• [Tugas Dikerjakan]
Menurut teks bacaan tentang investasi kelautan dan perikanan, berapa nilai investasi di sektor itu pada triwulan I 2025?
*** Teks Bacaan ***
DI mana ada laut, di situ ada harapan (Asal Bukan Lautan Utang), dulu waktu kecil, kalau ditanya “cita-cita mau jadi apa?”, jawaban kita standar dokter, pilot, atau dukun. Tapi zaman sekarang, kalau ada anak ngomong, “Aku pengin jadi pengusaha pengolahan tuna ekspor ke Korea,” wah, itu bukan cuma anak cerdas… tapi juga anak yang sudah ikut webinar BKPM.
Sebab ternyata, di balik deburan ombak dan bau amis yang menusuk itu, ada potensi duit mengalir kayak arus bawah laut. Tapi sayangnya, dari dulu laut Indonesia kayak anak bawang di pasar investasi. Potensi besar, tapi diremehin. Padahal negara kita punya garis pantai sepanjang kenangan mantan panjang banget, tapi kadang nggak dimanfaatkan.
Kementerian Kelautan dan Perikanan (KKP) sekarang mulai melek digital dan duit. Bareng BKPM dan dinas-dinas daerah, mereka gandeng tangan, bukan buat joget TikTok, tapi buat promosi investasi sektor kelautan dan perikanan.
Dari mulai perizinan yang dulunya ribet kayak urusan warisan, sekarang dipermudah. Hambatan-hambatan yang sebelumnya kayak karang tajam di pinggir pantai, mulai diselesaikan. Bahkan, mereka juga bantu cari jodoh eh, maksudnya cari investor yang siap merapatkan dompet ke dermaga.
Pada triwulan I 2025, tercatat investasi sektor kelautan dan perikanan tembus Rp2,38 triliun. PMDN masih jadi juara lokal dengan 61%, sisanya PMA alias Penanaman Modal Asing.
Yang paling menggoda dompet investor ternyata pengolahan hasil perikanan, dari ikan yang tadinya cuma digoreng sama emak-emak di dapur, sekarang bisa jadi sushi ekspor.
Disusul budi daya, penangkapan, perdagangan, sampai jasa perikanan (entah ini yang ngurusin delivery cumi atau spa khusus lobster, belum jelas).
Trio Kribo Investasi
Jawa Timur dan Jawa Tengah jadi primadona investasi, mungkin karena ikannya ramah, atau karena pelabuhannya wangi. DKI Jakarta juga nyempil di posisi tiga. Tapi yang bikin kita mangap, Korea Selatan jadi investor terbesar. Artinya, oppa-oppa sana sekarang nggak cuma naksir K-Pop, tapi juga K-Fish alias produk ikan kita.
Pepatah Ikan “Yang Tak Diselami, Takkan Terpancing”
Kita ini negara maritim, tapi selama ini manja di pinggir. Coba bandingkan Vietnam yang lautnya lebih sempit dari kolam renang hotel bintang tiga, bisa ekspor udang sampai ke Eropa. Bahkan Norwegia, negara dingin yang ikannya harus dilatih lari kecil biar hangat, bisa sukses dengan salmon.
Artinya, bukan soal seberapa luas lautmu, tapi seberapa niat kamu menyelaminya. Indonesia punya laut seluas dosa mantan, tapi kalau nggak diolah, ya tetap aja jadi kolam kosong.
*** Kumpulan Data ***
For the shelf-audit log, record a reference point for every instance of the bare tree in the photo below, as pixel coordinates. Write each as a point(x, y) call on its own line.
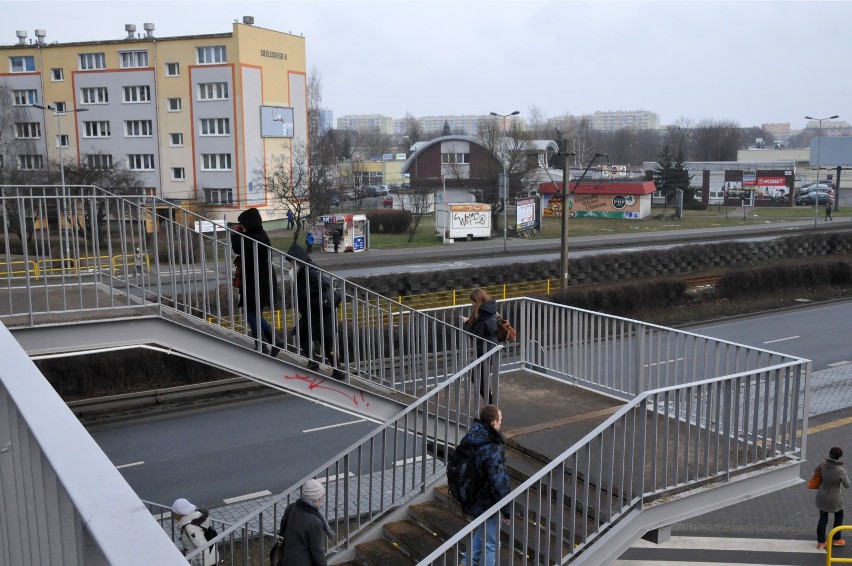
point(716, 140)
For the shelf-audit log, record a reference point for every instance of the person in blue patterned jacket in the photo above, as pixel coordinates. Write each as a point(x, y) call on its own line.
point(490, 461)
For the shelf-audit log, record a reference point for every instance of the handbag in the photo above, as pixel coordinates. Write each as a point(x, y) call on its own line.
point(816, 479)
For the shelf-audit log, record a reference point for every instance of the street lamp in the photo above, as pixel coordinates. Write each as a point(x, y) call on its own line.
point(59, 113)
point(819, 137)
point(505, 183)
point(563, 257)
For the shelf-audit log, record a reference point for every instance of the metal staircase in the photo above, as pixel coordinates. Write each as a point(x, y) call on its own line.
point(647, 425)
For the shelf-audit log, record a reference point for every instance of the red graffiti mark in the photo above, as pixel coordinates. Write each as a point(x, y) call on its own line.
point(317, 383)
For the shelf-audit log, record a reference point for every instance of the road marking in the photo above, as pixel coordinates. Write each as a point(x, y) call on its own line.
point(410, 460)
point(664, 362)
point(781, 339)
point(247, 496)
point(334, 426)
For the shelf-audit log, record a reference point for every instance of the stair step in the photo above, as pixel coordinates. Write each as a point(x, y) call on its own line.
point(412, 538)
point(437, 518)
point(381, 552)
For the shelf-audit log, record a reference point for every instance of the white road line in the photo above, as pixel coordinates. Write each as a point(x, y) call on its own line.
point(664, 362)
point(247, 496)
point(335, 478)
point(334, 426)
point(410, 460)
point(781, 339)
***
• [Jawaban Benar]
Rp2,38 triliun.